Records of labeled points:
===

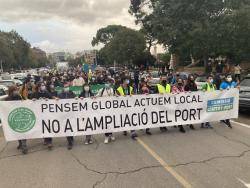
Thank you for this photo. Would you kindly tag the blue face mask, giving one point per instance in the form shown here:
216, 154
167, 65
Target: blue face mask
108, 86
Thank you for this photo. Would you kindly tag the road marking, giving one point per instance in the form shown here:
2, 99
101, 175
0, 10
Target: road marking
179, 178
241, 124
246, 184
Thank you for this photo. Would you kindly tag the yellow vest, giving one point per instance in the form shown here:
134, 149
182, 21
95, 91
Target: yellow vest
210, 88
163, 90
121, 92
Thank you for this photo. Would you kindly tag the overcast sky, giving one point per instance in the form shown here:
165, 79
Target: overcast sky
69, 25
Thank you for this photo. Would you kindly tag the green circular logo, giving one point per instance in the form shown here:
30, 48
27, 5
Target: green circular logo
21, 120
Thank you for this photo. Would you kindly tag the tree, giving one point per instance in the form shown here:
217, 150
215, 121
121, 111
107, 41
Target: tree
16, 53
104, 35
125, 46
194, 27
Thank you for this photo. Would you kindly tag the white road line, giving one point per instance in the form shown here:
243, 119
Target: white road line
241, 124
246, 184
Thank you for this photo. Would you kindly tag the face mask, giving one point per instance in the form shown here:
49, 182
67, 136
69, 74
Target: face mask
15, 93
164, 81
43, 88
66, 89
229, 79
108, 86
86, 88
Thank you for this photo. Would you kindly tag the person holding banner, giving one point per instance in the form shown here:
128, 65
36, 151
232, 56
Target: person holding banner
228, 83
163, 88
86, 93
145, 91
176, 89
42, 93
66, 94
191, 87
14, 95
124, 90
209, 86
107, 91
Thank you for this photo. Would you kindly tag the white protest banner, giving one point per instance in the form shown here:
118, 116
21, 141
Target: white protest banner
60, 118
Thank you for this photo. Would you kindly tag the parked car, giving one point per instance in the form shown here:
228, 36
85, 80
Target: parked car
3, 94
9, 83
154, 79
4, 88
200, 81
244, 102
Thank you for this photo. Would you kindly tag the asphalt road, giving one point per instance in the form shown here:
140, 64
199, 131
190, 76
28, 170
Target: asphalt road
200, 158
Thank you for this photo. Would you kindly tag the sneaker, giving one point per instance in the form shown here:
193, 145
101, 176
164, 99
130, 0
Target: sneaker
181, 129
163, 129
86, 142
50, 146
209, 126
91, 141
191, 127
112, 138
106, 141
134, 136
228, 123
24, 150
70, 146
202, 126
19, 147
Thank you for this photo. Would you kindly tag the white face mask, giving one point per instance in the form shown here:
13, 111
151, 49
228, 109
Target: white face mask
43, 88
229, 79
15, 93
86, 88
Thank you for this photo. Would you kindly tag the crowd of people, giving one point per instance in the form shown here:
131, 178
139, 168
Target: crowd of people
121, 83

===

## Exercise description:
Can you quote exactly the lines from the one containing "the white protest" through the last line of the records above, and nothing else?

## Exercise output:
Thank you for this photo. Would you kindly tag the white protest banner, giving one point per instance in the form shown here:
118, 116
21, 141
Target: white protest banner
60, 118
Thank you for this photo. Would you kindly tag the parked car, giving one point per instance in the form shown here:
228, 36
85, 80
Target: parked car
3, 94
9, 83
154, 79
4, 88
200, 81
244, 102
Thank you for this photo. Would you kindly tag the asphalt road, giving one point per instance in the form shown here:
140, 64
199, 131
190, 76
28, 170
Target: asphalt road
200, 158
Thank you for this photo. Would you kindly tag the sneaker, giving one point per instance in the form shown here:
193, 145
101, 176
164, 99
130, 0
Target: sneaker
181, 129
163, 129
86, 142
50, 146
209, 126
91, 141
191, 127
112, 138
106, 141
134, 136
228, 123
24, 150
70, 146
202, 126
19, 147
Thank you for this photo. Would you kindly tag the white face mask, giving one point per instance in the form shown here:
13, 111
151, 49
228, 109
Target: white face mask
43, 88
229, 79
15, 93
86, 88
Thank you for this photo. Would you kindly tag the crowd of people, giving one point per instance in the form shown here:
131, 178
139, 168
Target: crowd of people
121, 83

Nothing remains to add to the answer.